- **Directions for this task**
Starting at the line that contains "Please indicate the dark wooden", transcribe every remaining line of the entries exactly, including the last one.

(Dataset records about object locations)
*****
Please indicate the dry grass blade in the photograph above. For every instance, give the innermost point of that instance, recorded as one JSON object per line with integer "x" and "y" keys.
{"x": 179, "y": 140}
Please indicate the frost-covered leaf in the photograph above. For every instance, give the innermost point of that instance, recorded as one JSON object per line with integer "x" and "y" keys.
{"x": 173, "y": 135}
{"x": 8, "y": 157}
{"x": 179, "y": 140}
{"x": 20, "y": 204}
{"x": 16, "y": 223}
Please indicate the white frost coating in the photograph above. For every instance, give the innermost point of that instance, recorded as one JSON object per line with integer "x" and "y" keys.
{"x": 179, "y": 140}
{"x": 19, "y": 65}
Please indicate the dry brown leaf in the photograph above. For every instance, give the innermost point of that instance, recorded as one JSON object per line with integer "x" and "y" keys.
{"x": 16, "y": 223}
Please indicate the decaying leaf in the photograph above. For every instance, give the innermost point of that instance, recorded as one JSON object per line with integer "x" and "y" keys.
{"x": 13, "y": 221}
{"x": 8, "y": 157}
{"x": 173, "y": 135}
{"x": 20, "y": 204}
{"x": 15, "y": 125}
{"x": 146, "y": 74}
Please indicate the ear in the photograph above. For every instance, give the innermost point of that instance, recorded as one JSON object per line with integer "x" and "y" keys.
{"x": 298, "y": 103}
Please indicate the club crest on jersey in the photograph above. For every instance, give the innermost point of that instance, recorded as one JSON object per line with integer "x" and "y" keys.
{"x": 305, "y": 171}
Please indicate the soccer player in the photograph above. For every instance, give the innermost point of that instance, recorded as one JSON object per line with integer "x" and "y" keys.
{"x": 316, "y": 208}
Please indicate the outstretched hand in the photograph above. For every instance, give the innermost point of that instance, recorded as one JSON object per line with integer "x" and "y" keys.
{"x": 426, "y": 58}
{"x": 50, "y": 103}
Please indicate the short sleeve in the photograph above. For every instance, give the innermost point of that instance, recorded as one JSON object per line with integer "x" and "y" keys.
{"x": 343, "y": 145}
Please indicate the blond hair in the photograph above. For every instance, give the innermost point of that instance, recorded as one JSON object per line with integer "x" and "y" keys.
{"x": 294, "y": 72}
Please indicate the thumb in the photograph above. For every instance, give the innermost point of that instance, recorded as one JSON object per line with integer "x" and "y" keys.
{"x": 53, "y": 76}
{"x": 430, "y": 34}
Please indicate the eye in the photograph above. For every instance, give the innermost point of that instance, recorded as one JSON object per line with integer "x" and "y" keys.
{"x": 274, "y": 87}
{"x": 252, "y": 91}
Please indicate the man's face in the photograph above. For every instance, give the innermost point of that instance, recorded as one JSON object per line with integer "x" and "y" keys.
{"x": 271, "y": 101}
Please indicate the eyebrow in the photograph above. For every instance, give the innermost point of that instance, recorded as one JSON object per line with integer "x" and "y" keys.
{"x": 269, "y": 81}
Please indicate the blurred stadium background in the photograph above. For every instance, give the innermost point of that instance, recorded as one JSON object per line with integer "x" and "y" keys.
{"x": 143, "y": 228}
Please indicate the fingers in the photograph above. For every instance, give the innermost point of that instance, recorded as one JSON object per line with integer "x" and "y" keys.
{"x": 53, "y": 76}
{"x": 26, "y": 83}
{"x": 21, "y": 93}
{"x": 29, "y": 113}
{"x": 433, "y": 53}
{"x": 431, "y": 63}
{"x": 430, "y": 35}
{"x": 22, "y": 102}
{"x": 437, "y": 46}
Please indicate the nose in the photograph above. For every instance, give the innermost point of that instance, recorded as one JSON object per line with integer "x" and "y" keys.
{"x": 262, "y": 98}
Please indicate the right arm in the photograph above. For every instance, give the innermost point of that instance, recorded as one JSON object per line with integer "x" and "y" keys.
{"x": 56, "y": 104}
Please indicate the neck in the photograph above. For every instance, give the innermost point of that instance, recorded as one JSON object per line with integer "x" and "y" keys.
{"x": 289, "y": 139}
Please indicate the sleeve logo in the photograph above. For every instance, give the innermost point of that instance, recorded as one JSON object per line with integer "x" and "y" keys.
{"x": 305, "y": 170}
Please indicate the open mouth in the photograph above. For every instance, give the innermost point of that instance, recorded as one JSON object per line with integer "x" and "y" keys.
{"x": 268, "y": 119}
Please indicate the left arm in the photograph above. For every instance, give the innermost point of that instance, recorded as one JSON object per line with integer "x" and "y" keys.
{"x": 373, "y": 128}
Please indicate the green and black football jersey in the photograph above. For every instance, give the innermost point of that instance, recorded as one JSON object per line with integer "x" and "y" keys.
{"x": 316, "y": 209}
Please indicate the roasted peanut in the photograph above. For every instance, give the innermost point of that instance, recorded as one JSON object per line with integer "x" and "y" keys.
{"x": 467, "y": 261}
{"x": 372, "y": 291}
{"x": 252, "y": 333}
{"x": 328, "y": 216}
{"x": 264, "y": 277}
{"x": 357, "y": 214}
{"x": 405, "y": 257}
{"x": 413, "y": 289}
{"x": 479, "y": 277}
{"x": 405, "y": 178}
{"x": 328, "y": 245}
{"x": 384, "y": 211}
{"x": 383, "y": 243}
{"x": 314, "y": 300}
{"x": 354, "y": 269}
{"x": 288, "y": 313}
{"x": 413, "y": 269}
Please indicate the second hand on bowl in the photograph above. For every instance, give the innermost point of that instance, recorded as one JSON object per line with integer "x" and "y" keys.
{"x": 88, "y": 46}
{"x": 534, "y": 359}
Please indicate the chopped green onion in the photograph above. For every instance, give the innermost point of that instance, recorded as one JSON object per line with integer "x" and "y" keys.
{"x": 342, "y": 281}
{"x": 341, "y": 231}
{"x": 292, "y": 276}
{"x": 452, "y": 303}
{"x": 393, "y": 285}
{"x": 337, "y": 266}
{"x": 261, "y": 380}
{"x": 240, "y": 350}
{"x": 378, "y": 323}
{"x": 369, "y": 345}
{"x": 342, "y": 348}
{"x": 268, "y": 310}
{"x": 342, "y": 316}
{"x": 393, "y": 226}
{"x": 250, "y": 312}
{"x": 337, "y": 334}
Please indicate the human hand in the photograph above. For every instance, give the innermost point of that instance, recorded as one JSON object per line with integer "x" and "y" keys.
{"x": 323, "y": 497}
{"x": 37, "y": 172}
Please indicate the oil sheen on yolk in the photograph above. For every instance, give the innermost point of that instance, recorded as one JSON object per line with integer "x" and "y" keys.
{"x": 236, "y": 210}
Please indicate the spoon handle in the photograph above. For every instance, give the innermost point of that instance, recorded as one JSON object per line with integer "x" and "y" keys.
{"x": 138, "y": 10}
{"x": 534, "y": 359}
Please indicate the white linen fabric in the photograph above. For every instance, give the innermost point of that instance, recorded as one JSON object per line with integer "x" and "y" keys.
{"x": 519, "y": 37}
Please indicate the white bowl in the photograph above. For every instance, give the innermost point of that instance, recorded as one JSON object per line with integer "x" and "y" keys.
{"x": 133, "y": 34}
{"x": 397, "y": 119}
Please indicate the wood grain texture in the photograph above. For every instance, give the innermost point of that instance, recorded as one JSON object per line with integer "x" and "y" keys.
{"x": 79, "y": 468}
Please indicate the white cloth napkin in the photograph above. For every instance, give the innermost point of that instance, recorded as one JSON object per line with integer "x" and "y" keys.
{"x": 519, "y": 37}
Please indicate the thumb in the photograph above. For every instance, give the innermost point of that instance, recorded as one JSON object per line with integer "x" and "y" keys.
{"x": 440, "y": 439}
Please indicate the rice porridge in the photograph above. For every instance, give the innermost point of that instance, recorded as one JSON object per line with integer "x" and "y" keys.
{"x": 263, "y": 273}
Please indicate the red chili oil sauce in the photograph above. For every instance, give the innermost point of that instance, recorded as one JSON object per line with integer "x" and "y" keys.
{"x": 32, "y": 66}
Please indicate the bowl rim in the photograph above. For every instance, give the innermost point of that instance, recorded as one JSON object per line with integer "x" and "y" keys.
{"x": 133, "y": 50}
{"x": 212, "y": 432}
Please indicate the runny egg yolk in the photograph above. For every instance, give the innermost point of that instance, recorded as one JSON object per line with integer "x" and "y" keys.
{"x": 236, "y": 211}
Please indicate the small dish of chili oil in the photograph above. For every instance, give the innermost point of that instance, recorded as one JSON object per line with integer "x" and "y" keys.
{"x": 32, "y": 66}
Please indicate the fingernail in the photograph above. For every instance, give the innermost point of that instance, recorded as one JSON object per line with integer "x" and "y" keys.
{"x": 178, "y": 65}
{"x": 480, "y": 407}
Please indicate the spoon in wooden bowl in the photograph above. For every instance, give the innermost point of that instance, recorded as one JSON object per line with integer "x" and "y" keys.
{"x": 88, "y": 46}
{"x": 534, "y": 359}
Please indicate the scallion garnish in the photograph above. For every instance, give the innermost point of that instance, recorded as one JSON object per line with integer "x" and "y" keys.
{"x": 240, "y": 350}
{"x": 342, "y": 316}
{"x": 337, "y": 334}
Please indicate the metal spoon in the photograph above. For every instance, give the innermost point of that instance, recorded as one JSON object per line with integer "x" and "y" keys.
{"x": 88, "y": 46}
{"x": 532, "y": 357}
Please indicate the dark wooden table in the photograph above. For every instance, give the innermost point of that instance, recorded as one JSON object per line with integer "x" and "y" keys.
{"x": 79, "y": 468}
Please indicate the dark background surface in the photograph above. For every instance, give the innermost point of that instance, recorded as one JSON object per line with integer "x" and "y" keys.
*****
- **Exercise result**
Please indicate the dark wooden table in the photograph above. For every instance, give the innermost point of that instance, recorded as one JSON object per line with integer "x" and "y" keys.
{"x": 79, "y": 468}
Please indicate the dark background surface in the photograph above. For every instance, give the innermost point of that instance, recorded as one JSON object per line with integer "x" and "y" keys.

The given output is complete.